[Records from a data source]

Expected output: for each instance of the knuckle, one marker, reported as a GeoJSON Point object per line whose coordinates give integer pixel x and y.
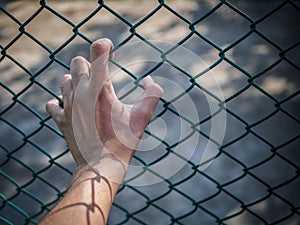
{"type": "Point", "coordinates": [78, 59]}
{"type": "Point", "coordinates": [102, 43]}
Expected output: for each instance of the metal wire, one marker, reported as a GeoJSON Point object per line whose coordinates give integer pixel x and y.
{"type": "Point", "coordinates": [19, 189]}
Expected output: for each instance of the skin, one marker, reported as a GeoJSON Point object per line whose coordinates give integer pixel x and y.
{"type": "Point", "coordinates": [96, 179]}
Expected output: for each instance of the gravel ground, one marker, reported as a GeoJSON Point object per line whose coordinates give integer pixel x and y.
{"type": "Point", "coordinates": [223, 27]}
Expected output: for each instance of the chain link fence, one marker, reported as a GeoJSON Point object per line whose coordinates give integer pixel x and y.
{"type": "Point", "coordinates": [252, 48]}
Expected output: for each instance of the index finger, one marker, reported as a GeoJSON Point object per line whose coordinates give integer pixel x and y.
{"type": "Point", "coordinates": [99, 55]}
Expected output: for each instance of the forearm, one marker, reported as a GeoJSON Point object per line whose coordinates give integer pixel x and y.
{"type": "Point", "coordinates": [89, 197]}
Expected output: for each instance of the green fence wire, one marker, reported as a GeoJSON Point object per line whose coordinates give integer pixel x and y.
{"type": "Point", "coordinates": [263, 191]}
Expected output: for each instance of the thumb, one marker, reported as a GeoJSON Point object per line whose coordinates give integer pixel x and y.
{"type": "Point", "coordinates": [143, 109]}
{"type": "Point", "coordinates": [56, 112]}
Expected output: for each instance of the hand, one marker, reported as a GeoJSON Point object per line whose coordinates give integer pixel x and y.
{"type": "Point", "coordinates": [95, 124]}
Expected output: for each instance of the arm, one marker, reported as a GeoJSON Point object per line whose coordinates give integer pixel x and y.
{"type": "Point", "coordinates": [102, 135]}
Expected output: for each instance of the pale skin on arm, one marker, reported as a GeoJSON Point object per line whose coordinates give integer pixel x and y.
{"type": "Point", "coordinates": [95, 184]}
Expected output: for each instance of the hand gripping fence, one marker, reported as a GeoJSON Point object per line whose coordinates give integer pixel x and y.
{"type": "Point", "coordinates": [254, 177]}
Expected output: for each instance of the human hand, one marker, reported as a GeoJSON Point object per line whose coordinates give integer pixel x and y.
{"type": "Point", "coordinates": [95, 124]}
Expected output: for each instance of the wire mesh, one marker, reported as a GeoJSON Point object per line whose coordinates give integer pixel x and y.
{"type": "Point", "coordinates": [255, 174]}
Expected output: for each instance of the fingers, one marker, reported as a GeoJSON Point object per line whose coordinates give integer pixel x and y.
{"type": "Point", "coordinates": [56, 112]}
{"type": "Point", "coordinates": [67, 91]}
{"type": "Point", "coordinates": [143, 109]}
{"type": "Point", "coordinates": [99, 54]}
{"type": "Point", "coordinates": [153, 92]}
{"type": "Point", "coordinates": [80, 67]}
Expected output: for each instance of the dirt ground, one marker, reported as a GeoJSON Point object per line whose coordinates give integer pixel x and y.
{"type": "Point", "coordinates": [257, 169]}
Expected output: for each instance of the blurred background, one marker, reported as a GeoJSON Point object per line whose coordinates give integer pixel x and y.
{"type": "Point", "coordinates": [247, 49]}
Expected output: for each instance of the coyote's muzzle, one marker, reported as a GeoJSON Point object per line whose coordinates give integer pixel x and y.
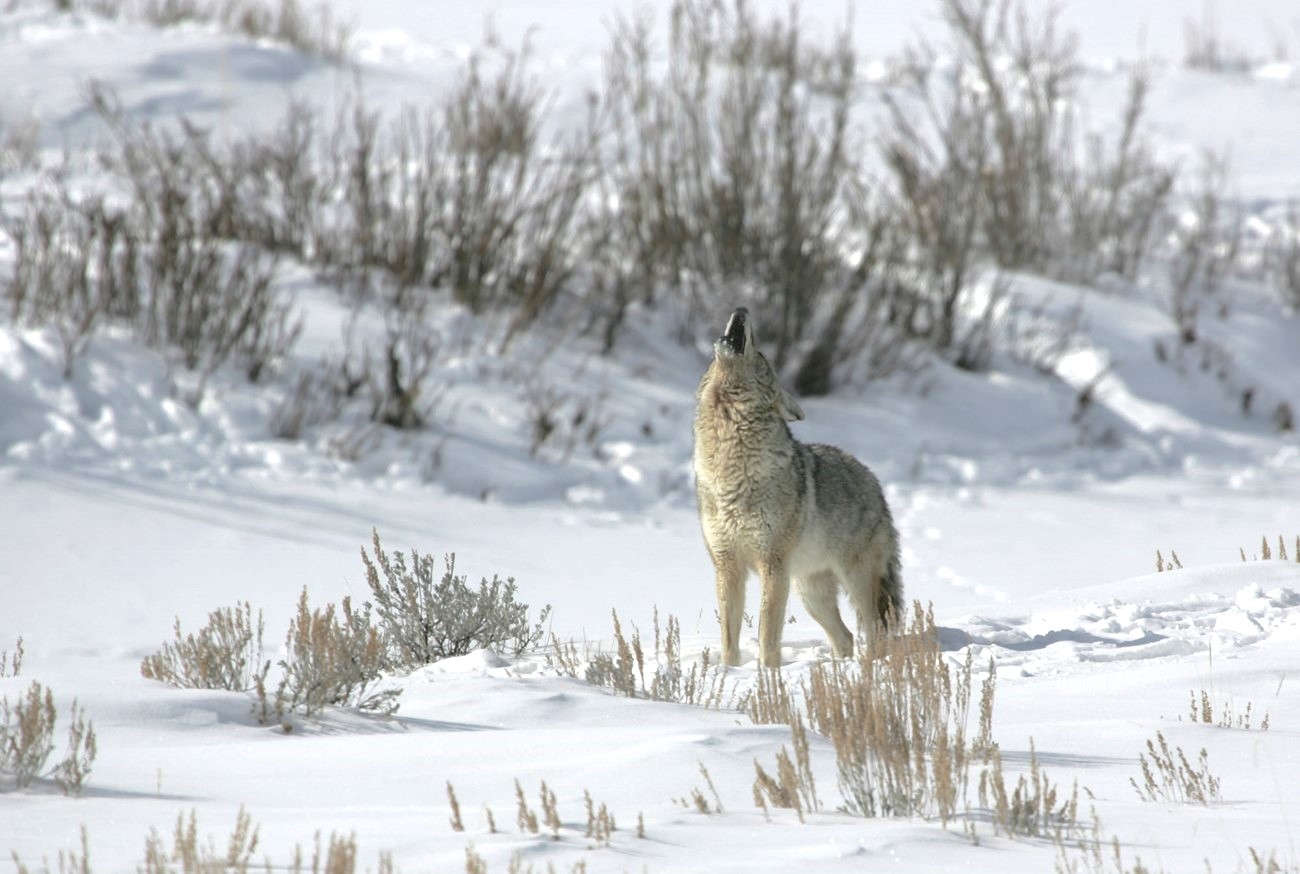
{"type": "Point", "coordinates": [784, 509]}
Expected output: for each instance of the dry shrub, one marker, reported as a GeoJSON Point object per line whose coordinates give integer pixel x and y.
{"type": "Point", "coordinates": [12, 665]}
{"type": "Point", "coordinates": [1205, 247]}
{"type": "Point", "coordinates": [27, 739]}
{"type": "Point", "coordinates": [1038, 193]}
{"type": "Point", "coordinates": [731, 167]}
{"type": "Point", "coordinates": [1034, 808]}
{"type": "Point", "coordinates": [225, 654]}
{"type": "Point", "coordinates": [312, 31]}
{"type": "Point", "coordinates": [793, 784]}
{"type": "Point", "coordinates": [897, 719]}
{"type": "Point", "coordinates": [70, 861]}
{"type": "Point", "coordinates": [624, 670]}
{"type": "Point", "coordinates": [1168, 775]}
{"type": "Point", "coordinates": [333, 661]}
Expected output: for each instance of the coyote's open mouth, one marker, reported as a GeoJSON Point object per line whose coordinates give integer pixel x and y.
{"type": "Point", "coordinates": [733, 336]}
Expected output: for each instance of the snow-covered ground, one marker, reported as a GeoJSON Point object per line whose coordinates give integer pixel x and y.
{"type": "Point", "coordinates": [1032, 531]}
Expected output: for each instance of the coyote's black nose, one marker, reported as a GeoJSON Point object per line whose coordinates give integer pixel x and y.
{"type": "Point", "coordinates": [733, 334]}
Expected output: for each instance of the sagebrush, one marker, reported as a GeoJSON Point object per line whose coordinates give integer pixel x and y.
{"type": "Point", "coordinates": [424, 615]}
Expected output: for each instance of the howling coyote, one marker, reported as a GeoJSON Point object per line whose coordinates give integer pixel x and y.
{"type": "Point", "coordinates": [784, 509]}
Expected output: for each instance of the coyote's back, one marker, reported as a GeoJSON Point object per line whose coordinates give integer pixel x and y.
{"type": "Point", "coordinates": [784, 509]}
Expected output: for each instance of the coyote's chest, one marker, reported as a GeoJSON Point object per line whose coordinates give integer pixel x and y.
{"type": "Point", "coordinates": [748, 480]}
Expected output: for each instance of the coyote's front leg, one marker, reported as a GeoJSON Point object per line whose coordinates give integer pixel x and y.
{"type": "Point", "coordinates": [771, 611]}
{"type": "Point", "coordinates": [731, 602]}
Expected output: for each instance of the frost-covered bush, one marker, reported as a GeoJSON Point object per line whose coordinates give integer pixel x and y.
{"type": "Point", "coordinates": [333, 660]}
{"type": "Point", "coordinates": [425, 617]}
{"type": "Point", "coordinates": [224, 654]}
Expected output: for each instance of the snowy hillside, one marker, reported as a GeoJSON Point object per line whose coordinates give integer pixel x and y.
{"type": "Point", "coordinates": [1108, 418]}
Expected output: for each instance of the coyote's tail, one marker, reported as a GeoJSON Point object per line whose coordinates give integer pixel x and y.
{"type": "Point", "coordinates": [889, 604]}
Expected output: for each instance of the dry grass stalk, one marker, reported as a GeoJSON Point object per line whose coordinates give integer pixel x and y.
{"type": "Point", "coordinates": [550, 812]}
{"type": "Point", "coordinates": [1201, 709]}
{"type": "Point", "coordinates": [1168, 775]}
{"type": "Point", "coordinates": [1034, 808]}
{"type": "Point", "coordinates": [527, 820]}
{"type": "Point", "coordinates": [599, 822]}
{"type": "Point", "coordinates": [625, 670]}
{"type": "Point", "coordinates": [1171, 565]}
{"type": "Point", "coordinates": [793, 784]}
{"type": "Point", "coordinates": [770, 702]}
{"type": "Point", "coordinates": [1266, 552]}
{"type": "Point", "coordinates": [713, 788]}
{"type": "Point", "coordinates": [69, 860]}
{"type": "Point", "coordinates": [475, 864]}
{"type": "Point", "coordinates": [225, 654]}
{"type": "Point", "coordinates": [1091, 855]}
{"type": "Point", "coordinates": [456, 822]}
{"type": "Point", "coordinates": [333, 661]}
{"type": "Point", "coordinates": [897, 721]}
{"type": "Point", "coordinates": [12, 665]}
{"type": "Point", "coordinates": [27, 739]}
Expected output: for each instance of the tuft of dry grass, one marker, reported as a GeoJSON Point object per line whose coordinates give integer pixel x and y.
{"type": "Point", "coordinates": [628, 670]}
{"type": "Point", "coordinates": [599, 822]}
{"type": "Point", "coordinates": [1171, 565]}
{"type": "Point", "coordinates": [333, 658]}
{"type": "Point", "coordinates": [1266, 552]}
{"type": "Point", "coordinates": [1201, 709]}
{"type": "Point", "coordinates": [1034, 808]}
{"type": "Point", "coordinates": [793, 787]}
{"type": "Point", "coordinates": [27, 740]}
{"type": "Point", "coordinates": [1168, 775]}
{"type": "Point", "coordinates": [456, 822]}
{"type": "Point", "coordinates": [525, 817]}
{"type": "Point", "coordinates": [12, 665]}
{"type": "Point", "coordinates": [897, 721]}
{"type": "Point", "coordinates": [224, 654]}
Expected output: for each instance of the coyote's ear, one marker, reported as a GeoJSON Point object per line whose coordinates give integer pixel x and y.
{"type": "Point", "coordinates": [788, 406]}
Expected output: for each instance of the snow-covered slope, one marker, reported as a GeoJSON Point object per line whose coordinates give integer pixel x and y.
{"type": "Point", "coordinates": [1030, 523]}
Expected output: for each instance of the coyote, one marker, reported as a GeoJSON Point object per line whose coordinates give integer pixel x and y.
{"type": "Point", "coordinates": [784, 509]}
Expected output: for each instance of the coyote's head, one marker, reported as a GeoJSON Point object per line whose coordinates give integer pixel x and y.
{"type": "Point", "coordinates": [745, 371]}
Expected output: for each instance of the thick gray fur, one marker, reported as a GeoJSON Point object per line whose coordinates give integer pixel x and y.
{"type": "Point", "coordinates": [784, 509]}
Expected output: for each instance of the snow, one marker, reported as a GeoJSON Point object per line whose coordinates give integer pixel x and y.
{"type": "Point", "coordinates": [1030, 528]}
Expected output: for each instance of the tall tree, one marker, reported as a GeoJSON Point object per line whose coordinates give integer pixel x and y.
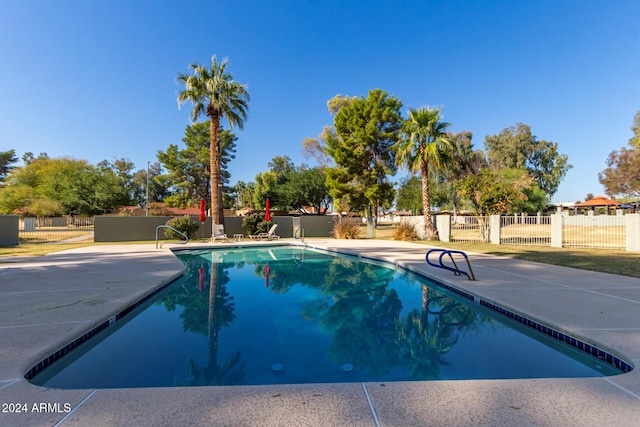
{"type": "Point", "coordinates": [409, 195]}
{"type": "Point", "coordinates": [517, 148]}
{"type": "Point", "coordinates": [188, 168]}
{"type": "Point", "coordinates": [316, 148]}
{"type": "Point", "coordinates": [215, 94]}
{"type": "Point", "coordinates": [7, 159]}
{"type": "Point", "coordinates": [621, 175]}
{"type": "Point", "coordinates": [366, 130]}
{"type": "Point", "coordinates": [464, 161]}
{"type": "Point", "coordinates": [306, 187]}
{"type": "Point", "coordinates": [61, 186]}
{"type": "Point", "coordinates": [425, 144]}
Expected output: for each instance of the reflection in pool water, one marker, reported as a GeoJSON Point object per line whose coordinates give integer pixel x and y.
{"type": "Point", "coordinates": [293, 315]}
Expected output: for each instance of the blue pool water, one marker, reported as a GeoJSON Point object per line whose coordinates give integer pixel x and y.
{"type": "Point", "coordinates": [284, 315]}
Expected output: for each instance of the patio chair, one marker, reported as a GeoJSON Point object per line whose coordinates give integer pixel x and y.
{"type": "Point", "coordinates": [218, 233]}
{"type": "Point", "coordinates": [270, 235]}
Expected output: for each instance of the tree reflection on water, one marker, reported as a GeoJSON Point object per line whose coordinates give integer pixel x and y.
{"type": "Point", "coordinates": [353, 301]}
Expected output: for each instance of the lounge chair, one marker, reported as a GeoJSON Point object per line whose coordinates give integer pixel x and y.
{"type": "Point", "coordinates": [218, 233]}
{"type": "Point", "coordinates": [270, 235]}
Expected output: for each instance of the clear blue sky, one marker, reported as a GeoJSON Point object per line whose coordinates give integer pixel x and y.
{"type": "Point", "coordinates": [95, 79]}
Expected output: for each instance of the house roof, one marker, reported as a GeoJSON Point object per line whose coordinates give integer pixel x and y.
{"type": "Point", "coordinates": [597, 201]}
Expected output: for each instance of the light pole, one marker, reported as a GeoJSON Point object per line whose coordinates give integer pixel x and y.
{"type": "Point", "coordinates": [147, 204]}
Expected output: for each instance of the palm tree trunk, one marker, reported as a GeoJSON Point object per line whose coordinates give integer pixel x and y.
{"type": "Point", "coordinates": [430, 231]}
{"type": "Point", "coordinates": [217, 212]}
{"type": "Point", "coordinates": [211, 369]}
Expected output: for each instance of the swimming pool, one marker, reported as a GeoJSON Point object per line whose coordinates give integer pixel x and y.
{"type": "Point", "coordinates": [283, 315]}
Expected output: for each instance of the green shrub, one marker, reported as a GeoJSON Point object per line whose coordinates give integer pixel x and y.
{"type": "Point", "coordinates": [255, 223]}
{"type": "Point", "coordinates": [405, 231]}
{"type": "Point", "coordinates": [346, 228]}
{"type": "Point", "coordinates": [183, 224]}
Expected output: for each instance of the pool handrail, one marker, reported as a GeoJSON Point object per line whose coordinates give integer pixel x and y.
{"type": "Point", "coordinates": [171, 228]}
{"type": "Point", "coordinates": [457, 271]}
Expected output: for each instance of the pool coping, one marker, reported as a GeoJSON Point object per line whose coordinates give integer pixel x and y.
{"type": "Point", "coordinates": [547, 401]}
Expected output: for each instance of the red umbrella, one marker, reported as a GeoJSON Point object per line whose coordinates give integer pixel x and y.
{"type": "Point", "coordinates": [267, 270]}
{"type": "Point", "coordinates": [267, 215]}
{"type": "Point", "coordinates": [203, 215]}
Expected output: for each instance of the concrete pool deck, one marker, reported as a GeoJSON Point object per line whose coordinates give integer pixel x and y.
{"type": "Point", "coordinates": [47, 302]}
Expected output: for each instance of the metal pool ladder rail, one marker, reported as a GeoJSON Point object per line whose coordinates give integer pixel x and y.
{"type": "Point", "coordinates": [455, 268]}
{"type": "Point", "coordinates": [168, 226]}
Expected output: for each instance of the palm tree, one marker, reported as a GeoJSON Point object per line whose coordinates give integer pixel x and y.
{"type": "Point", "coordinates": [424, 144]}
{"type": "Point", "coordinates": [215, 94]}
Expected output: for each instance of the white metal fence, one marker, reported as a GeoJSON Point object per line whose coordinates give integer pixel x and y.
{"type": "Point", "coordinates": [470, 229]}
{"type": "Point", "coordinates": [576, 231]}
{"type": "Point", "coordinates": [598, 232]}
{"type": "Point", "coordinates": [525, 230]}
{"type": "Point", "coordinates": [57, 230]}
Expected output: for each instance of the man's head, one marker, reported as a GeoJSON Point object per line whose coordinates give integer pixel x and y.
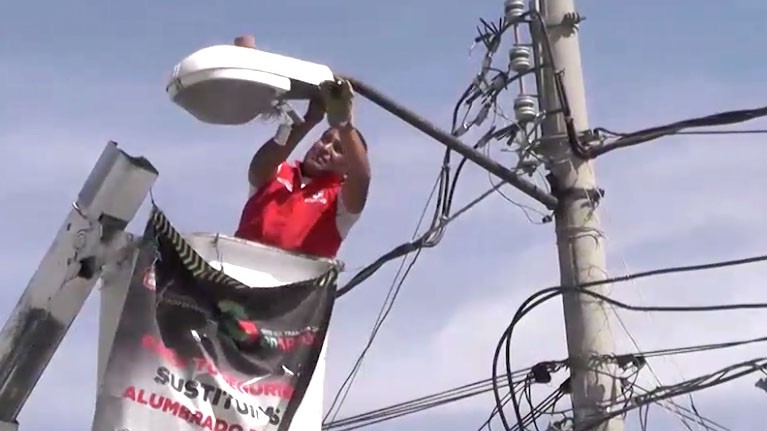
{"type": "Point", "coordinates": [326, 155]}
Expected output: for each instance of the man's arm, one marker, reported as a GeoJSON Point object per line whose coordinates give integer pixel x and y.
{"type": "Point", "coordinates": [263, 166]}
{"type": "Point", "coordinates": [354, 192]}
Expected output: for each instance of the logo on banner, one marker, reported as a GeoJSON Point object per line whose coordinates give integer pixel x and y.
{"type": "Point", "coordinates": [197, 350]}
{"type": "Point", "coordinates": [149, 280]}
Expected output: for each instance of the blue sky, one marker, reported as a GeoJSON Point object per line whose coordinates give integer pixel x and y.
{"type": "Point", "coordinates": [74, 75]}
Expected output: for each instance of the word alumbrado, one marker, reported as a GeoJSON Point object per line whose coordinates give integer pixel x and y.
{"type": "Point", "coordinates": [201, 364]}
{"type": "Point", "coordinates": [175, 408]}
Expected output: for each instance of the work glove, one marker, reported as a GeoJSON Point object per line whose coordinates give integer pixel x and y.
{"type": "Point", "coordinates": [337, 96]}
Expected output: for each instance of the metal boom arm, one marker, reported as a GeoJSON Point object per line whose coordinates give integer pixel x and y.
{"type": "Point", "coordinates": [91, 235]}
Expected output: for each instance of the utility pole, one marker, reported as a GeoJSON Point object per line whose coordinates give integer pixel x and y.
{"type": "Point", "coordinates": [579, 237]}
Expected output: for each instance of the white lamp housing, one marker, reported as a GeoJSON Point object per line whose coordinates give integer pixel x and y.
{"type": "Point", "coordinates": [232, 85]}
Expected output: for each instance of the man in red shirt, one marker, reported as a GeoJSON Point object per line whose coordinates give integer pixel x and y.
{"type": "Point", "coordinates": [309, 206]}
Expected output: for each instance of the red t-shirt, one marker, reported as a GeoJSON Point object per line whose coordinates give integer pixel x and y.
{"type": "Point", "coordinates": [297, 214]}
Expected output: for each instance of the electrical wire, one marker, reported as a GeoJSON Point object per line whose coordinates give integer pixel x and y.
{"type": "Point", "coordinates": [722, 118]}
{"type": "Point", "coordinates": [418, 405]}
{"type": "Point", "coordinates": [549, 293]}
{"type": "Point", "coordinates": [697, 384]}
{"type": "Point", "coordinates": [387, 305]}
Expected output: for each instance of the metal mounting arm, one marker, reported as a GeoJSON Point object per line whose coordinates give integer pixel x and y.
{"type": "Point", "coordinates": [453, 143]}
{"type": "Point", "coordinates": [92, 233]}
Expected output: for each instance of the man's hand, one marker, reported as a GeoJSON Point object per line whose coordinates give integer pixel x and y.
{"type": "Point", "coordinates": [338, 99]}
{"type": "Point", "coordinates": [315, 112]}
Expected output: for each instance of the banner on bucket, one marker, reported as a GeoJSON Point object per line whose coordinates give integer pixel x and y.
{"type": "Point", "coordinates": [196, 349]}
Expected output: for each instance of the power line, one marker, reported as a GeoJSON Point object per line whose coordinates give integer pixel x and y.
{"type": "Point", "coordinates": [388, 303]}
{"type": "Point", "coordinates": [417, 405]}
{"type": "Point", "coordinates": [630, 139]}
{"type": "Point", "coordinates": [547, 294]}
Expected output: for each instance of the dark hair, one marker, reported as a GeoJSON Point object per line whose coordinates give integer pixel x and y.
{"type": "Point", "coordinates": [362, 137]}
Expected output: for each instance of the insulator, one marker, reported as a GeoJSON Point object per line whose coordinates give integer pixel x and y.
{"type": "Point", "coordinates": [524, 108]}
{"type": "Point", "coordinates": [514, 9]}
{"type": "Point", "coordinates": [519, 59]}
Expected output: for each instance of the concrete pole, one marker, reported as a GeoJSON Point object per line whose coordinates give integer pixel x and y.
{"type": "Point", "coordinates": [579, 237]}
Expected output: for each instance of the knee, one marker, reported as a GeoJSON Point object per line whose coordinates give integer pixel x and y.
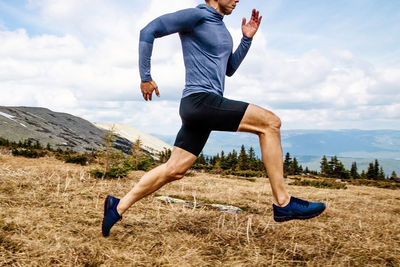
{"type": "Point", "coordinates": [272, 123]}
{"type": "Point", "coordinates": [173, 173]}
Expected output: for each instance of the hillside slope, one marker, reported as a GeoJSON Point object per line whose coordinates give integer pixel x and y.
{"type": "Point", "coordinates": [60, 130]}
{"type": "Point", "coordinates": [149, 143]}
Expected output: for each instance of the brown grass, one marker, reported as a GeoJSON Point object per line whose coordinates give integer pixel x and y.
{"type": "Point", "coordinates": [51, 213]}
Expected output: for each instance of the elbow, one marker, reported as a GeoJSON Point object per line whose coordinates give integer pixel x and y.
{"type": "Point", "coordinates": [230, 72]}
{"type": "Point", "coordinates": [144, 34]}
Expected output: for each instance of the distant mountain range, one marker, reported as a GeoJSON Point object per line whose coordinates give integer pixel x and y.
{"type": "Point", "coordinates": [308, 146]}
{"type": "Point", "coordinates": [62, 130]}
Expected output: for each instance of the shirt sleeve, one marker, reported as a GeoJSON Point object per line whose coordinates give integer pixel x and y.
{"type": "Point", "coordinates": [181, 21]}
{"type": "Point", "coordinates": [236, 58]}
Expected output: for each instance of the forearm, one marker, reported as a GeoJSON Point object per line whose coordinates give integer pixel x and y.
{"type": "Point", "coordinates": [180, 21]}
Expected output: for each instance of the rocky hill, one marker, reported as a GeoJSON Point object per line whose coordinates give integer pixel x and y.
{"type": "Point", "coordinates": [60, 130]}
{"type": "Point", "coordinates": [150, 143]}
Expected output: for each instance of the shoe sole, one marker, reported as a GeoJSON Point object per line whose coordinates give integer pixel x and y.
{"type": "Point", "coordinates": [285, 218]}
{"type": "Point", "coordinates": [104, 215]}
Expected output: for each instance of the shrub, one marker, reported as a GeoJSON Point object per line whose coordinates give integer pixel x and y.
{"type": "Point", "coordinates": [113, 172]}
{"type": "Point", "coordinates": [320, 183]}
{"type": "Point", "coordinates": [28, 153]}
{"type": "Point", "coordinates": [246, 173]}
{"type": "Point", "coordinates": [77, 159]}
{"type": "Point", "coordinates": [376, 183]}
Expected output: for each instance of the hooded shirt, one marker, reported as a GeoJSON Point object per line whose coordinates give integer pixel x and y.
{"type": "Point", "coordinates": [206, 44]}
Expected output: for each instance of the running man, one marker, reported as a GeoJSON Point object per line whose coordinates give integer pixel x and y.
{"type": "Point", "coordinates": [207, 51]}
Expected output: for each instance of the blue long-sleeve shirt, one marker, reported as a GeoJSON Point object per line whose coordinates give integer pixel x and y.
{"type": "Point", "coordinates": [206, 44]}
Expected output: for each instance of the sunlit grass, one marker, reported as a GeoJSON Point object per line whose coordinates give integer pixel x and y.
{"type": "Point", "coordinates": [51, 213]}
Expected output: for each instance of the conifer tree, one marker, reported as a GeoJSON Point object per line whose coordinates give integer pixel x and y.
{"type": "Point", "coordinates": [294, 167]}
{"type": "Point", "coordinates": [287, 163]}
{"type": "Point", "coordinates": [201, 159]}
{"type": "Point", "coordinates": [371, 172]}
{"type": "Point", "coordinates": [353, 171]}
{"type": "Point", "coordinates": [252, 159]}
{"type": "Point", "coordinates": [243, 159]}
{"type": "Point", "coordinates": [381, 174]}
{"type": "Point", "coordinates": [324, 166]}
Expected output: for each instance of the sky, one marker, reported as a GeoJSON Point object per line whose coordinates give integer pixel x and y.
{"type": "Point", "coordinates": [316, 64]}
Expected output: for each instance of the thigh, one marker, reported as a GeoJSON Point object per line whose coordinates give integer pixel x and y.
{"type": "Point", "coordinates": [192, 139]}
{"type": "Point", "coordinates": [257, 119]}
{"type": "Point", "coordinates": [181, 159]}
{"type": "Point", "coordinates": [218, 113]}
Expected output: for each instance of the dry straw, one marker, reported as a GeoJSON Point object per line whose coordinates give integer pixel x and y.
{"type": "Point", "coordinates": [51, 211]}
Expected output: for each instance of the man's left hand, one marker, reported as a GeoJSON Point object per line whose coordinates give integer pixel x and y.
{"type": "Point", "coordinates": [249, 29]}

## GOAL OF THE EXERCISE
Add -38 to every x and y coordinate in the answers within the part of the items that opens with the line containing "Expected output: for each instance of the thigh, one" and closes at the end of the items. Write out that whole part again, including its requests.

## FULL RESPONSE
Expected output: for each instance of the thigh, one marker, reported as a GeoJSON Point object per line whose coordinates give integer pixel x and y.
{"type": "Point", "coordinates": [154, 101]}
{"type": "Point", "coordinates": [219, 81]}
{"type": "Point", "coordinates": [143, 121]}
{"type": "Point", "coordinates": [180, 75]}
Expected output: for each instance of the dry straw, one marker, reported as a GeoJSON Point object per line whose coordinates give integer pixel x and y.
{"type": "Point", "coordinates": [13, 173]}
Expected output: for each instance of the man's left hand, one marker, reported as a GeoJSON Point object per line whose coordinates give integer pixel x and y.
{"type": "Point", "coordinates": [211, -9]}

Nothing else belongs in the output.